▶ **The exercise**: Filter the records below and copy every line that contains the string "rear". Case counts when matching.

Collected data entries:
* begin *

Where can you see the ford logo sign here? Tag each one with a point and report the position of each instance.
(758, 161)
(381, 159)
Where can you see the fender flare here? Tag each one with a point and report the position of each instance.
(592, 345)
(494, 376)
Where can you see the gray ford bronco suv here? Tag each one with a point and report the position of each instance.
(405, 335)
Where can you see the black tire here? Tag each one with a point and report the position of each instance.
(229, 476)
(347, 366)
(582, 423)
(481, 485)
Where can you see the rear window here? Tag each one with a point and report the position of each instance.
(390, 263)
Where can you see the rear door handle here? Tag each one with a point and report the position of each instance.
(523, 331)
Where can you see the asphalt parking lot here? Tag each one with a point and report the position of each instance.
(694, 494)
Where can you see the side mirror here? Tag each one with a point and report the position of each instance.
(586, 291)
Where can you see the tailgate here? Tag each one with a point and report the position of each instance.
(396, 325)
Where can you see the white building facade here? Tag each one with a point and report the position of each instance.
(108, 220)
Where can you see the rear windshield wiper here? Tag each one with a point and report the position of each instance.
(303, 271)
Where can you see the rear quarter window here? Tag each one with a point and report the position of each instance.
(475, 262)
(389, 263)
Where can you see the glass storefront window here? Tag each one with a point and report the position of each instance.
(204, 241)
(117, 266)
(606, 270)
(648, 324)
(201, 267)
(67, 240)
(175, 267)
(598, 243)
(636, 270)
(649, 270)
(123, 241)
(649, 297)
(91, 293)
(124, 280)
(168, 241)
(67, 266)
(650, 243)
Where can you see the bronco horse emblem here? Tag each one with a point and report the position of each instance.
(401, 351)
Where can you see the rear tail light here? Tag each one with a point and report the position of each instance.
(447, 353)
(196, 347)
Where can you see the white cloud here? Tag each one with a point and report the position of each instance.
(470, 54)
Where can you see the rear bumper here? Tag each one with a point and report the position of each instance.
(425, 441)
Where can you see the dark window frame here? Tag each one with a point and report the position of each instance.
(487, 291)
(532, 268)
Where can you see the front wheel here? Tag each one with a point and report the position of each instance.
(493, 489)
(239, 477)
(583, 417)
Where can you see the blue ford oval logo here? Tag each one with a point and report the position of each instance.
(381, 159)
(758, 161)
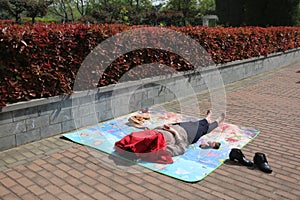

* end *

▶ **Full answer**:
Where can you see the rear window here? Tag each one with a point and report the position of each instance.
Where can you see the rear door handle here? Tag each one with a point and report the position of each instance.
Where can you see the rear windshield wiper here? Tag each one with a point and report the position of each instance.
Where can you see the rear quarter window here? Tag each one with a point and report the position of each instance.
Where can you see the rear tail light here? Tag each one with a point and report the position of each instance.
Where can you see the rear bumper here? Tag each one with a point and report the position of each instance.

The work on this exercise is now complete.